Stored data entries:
****************************************

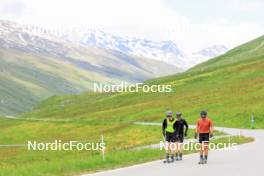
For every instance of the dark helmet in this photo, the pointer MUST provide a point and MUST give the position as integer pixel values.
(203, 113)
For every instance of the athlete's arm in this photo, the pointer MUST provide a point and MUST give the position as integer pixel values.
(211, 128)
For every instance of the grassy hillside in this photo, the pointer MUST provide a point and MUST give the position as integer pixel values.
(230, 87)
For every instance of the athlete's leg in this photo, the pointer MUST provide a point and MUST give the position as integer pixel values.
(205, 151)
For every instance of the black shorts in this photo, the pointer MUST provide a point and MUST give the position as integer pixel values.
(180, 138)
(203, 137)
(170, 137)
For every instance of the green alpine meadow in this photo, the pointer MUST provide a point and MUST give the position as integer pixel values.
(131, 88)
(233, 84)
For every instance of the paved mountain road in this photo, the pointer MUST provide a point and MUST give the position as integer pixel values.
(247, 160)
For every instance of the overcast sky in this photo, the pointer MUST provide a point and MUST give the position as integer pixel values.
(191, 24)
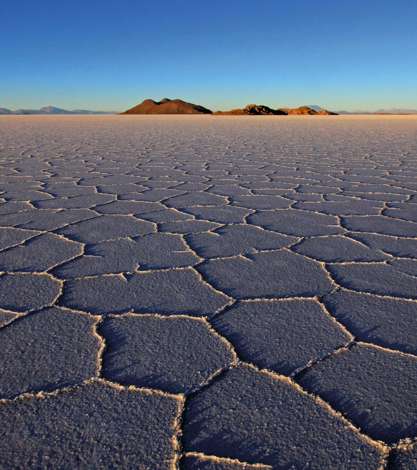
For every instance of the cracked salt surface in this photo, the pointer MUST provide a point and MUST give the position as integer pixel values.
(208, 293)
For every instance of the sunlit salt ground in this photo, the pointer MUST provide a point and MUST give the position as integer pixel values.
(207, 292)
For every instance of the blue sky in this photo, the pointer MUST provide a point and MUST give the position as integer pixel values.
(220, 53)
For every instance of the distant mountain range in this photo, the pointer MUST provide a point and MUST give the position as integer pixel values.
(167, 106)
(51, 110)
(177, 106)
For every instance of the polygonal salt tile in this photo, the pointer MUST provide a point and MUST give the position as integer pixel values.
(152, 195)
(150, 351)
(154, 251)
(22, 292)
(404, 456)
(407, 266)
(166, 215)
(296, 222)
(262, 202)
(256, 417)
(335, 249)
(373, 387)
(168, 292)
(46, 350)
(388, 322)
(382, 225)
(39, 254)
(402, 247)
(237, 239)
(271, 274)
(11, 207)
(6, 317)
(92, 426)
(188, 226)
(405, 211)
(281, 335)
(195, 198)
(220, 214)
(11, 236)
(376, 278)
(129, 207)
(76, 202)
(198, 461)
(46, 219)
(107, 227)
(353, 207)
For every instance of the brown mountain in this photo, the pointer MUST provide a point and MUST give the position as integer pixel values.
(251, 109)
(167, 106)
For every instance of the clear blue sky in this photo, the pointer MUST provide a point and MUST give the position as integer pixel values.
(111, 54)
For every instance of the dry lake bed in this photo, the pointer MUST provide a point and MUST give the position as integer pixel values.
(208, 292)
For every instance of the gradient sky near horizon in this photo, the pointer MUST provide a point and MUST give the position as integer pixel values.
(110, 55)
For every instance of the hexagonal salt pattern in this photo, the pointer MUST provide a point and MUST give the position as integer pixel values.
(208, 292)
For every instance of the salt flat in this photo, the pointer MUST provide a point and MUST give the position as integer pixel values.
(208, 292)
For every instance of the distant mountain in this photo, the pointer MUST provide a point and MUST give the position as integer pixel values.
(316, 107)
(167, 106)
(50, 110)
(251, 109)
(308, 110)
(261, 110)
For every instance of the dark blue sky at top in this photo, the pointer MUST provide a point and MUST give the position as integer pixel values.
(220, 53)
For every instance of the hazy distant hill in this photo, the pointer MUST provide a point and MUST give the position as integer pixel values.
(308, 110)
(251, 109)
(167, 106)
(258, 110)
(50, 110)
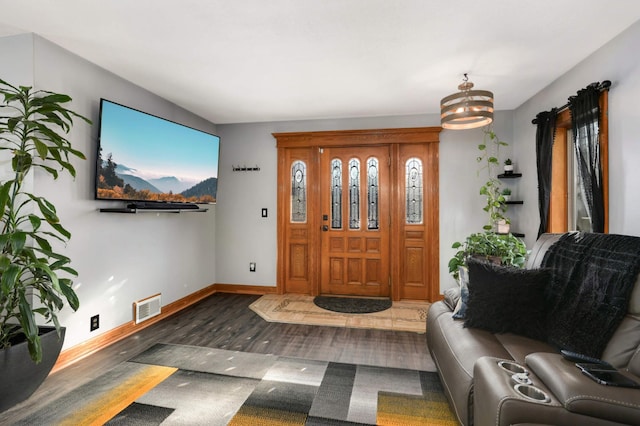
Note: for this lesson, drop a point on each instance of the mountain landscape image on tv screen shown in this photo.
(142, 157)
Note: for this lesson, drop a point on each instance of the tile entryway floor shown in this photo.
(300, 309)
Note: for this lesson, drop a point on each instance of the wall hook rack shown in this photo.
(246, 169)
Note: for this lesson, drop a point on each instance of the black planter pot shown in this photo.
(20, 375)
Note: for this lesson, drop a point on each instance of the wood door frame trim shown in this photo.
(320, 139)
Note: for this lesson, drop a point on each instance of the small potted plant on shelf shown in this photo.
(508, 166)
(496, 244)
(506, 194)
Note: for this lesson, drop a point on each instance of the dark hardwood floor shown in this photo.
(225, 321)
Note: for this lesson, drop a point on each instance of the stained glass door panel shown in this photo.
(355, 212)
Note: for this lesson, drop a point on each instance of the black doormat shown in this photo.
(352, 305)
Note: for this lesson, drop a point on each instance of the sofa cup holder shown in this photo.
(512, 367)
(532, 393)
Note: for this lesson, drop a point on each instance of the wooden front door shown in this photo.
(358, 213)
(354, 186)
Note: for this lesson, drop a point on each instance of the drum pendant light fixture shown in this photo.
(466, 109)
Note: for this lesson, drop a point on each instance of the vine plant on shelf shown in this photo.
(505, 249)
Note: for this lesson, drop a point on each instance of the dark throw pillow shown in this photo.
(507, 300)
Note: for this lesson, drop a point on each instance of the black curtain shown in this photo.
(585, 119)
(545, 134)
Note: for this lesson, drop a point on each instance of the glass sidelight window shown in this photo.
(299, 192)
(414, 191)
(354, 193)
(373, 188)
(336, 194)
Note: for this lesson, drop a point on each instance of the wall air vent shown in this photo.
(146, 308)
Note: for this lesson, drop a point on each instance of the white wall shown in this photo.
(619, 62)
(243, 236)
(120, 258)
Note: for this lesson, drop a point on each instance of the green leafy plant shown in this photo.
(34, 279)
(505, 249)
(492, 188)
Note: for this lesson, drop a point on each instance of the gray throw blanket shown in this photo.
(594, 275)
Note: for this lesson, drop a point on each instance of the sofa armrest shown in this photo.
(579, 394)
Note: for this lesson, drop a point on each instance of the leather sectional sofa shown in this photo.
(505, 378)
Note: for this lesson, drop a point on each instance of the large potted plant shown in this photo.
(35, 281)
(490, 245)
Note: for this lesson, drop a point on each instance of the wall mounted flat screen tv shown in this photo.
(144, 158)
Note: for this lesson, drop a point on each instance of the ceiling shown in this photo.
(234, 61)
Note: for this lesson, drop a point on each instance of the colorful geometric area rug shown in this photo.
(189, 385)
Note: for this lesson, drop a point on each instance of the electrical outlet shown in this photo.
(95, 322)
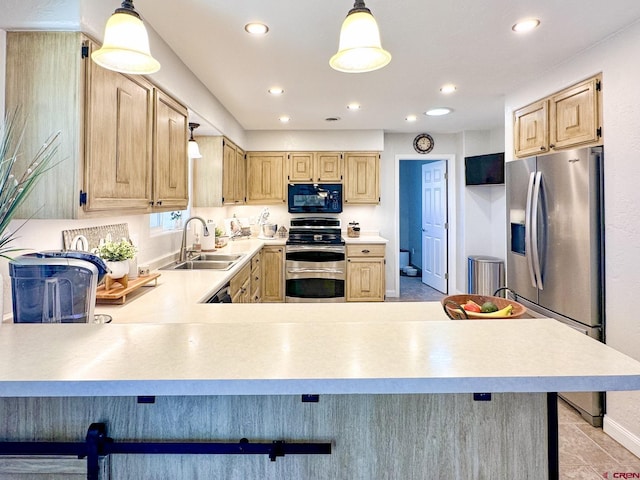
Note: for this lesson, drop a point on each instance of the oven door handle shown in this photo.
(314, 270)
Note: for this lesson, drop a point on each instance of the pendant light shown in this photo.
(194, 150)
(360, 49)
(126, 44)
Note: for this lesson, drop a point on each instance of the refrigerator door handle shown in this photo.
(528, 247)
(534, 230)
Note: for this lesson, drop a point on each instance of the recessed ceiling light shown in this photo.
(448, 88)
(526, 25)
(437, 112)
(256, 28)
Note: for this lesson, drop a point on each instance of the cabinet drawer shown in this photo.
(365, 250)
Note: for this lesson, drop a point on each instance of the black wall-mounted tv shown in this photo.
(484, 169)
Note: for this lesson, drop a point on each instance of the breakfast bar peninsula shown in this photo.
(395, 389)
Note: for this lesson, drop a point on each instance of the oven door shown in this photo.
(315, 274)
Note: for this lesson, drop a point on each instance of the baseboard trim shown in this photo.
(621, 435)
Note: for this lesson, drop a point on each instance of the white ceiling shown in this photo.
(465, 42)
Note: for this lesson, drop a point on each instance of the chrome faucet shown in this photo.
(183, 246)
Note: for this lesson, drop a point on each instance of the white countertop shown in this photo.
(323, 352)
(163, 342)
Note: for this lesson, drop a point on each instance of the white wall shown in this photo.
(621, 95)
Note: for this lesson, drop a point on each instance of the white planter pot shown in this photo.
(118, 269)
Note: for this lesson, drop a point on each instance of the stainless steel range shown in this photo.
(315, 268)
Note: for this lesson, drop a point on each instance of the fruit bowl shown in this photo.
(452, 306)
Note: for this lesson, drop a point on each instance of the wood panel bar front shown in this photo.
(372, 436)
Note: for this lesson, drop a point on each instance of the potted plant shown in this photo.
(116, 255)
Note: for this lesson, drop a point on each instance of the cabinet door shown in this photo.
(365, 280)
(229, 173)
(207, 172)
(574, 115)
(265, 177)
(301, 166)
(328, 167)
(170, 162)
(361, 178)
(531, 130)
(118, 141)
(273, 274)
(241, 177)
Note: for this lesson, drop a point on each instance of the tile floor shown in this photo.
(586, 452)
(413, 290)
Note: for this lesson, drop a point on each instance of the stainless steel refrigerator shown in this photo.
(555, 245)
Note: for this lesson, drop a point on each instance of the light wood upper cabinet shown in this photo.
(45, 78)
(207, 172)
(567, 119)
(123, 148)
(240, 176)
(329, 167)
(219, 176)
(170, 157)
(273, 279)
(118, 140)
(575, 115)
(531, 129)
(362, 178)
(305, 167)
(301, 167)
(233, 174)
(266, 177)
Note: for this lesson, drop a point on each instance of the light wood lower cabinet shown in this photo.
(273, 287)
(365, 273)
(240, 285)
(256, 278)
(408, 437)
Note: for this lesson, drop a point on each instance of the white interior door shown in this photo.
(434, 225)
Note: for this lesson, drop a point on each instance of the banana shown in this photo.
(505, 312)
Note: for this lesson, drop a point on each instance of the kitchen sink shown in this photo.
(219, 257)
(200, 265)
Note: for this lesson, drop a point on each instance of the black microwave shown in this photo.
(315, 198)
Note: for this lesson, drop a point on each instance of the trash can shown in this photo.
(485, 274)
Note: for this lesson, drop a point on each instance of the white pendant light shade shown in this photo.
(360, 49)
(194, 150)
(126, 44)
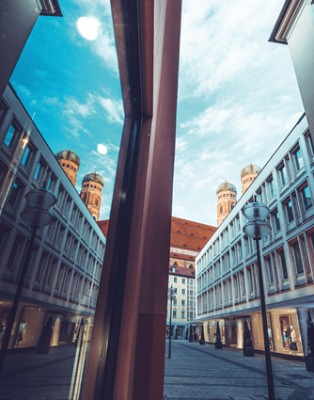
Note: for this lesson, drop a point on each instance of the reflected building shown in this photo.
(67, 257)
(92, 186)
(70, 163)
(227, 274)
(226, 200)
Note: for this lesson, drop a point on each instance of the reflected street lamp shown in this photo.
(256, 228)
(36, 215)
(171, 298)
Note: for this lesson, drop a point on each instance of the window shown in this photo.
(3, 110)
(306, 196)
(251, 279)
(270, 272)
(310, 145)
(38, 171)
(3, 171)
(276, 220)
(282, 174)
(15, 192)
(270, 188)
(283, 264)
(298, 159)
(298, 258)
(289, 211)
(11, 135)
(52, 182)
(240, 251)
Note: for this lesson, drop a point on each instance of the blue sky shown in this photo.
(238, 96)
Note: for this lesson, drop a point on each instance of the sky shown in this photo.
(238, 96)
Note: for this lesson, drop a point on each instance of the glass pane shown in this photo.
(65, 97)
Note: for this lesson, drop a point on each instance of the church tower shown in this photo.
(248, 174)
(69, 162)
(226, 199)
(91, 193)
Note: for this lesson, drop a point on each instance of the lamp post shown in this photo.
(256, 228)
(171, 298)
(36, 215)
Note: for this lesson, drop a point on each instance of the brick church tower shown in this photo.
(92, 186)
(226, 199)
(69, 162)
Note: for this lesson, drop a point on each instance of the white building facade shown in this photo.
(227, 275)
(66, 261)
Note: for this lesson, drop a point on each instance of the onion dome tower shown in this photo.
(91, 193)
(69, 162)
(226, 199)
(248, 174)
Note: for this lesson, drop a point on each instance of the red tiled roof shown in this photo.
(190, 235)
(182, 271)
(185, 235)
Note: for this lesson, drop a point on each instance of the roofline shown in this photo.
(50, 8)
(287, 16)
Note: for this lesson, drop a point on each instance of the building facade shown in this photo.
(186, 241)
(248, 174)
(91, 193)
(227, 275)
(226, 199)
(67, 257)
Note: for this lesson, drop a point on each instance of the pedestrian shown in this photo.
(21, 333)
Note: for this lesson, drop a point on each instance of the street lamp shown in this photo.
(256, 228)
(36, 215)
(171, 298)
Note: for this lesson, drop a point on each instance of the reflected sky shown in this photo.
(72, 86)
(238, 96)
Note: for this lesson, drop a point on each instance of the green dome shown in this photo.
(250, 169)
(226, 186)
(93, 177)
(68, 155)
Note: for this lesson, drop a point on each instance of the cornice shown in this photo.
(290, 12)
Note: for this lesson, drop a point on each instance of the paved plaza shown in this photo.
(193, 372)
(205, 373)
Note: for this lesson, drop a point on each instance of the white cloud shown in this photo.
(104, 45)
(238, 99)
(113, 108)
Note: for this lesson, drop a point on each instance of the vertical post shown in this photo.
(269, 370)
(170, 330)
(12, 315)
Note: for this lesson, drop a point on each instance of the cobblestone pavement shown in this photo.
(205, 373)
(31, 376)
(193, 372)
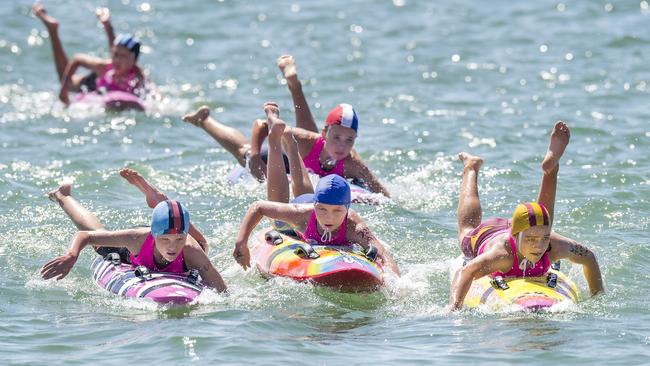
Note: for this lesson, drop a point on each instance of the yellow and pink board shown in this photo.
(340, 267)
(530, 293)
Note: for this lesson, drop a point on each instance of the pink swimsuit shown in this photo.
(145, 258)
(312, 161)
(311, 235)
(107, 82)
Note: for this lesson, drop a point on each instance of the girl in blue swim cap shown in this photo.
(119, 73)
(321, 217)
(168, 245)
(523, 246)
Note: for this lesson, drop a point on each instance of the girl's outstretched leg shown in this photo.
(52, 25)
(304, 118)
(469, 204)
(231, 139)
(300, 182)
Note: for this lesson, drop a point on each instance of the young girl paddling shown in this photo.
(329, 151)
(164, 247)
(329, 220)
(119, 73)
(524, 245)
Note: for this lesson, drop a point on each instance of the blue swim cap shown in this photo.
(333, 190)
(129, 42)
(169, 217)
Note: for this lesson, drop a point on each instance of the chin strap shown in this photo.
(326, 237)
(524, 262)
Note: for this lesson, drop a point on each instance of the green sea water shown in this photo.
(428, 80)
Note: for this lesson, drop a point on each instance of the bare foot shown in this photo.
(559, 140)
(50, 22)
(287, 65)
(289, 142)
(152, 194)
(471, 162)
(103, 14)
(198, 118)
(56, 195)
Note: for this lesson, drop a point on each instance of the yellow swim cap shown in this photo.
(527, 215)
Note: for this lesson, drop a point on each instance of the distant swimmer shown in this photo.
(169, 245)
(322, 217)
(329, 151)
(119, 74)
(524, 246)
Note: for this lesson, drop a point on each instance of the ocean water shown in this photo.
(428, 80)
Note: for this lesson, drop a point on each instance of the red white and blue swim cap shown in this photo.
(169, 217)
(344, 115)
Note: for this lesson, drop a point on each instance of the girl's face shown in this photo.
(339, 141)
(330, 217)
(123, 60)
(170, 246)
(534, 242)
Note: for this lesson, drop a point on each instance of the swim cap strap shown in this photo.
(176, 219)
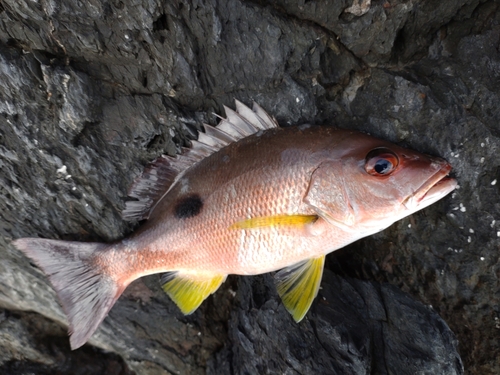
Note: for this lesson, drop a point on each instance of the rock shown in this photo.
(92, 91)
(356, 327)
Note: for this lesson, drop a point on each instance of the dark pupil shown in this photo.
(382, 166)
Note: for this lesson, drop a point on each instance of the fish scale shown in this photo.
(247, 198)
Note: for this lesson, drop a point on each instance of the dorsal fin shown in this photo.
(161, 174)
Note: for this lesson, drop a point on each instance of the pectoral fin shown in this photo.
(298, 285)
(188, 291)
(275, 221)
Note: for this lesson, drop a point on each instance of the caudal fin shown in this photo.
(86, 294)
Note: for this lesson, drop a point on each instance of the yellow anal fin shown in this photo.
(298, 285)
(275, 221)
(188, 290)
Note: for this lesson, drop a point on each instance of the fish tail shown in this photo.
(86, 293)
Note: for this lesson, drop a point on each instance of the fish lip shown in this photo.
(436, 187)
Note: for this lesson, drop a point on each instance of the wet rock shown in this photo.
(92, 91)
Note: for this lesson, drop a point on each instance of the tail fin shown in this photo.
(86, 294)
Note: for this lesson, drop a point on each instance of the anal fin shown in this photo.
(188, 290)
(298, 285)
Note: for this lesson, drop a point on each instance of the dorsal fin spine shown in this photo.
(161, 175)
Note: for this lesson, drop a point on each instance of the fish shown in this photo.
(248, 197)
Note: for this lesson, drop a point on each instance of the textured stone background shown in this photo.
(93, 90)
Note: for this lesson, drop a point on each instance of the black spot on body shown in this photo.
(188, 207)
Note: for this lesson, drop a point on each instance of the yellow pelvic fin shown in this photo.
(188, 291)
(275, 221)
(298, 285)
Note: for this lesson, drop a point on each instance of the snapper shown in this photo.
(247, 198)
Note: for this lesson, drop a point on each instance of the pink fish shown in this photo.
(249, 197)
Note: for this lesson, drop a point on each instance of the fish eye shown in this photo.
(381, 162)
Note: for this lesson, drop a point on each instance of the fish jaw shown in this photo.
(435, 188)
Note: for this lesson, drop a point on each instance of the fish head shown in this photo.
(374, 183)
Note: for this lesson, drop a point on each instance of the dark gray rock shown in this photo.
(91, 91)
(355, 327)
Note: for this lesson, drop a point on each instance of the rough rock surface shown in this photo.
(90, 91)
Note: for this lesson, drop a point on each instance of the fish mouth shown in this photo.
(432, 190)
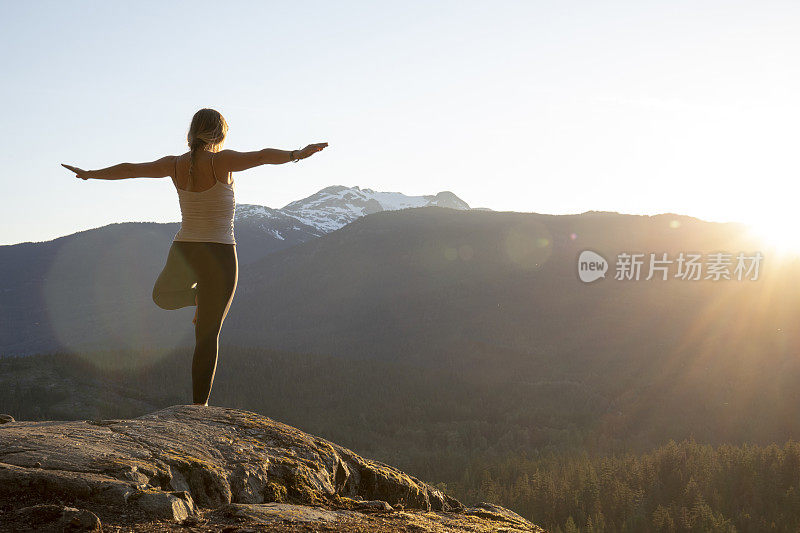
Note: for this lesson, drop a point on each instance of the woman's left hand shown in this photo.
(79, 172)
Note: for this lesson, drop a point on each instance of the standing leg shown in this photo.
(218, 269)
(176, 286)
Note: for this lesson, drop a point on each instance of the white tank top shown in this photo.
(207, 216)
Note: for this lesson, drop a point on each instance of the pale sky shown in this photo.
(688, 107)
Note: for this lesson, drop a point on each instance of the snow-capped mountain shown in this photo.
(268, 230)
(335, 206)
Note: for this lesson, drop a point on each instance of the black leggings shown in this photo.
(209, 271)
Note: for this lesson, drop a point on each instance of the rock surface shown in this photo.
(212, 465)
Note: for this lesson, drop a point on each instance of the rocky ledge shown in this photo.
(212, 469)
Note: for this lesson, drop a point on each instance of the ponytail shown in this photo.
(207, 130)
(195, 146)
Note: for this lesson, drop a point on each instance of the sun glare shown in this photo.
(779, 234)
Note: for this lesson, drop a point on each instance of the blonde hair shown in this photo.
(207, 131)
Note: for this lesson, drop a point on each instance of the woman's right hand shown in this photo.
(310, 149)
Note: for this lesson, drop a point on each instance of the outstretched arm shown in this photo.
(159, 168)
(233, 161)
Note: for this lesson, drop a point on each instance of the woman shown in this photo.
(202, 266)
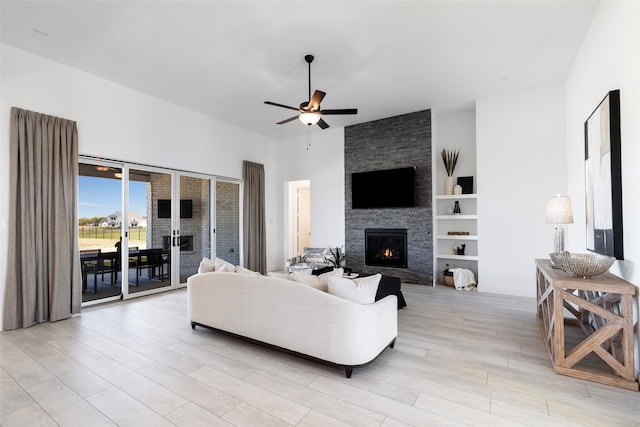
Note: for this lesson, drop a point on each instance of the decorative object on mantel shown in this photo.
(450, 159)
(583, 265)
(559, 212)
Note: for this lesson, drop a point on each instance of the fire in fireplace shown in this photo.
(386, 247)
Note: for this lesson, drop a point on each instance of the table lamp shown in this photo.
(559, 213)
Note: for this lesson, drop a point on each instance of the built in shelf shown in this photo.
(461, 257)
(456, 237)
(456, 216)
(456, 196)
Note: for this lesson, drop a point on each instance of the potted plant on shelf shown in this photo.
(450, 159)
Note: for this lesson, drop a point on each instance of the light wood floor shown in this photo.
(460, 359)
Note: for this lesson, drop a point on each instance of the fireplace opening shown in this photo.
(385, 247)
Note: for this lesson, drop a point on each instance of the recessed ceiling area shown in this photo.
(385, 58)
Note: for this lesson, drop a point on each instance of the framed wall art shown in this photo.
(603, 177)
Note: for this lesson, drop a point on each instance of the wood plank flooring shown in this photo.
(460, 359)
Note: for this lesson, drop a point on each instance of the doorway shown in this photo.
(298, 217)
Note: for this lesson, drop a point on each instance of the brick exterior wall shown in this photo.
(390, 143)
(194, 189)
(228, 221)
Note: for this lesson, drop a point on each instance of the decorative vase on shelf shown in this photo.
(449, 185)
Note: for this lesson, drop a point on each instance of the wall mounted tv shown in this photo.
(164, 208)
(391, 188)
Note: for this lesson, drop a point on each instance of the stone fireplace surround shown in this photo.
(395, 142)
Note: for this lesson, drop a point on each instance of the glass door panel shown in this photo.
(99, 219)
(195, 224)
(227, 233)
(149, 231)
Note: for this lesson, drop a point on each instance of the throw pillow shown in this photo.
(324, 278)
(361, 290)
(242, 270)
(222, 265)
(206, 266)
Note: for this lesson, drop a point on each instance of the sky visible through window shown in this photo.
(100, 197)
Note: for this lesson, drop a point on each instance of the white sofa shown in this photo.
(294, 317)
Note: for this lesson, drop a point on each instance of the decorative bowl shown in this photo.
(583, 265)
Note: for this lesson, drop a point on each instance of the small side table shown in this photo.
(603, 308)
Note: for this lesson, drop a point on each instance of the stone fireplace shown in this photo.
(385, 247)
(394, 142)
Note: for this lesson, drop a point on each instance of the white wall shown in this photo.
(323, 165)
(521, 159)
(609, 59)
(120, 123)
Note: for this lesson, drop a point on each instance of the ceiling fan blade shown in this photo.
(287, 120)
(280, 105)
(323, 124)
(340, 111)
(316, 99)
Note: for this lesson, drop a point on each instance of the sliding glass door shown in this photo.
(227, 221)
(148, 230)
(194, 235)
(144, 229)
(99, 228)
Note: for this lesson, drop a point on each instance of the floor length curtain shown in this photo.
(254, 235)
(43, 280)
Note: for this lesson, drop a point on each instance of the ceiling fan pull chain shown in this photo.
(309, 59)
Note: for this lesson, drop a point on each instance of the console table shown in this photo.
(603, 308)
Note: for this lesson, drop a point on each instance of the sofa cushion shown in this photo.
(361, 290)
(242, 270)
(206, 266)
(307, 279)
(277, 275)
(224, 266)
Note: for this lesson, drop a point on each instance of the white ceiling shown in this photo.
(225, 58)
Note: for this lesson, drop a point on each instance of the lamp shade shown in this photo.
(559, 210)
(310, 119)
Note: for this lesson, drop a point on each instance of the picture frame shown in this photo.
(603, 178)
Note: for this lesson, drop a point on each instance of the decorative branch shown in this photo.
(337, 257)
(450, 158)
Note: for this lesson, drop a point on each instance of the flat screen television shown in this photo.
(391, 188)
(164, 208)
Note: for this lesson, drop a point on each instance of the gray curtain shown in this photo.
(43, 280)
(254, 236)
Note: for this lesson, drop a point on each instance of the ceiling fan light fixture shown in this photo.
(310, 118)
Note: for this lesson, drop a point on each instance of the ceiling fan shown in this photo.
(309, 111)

****************************************

What to work on. Nothing but the lines from the line containing "gray curtain shown in this photo." through the final line of the entries should appear in your answer, copied exactly.

Solution to this problem.
Note: for this lesson, drop a point on each instance of the gray curtain shown in this photo.
(43, 280)
(254, 236)
Note: for this lesson, drop a point on each instance of the ceiling fan light fixture shown in this photo.
(310, 118)
Note: for this lesson, drop a point on each instance of the ceiling fan shown in this photo.
(309, 111)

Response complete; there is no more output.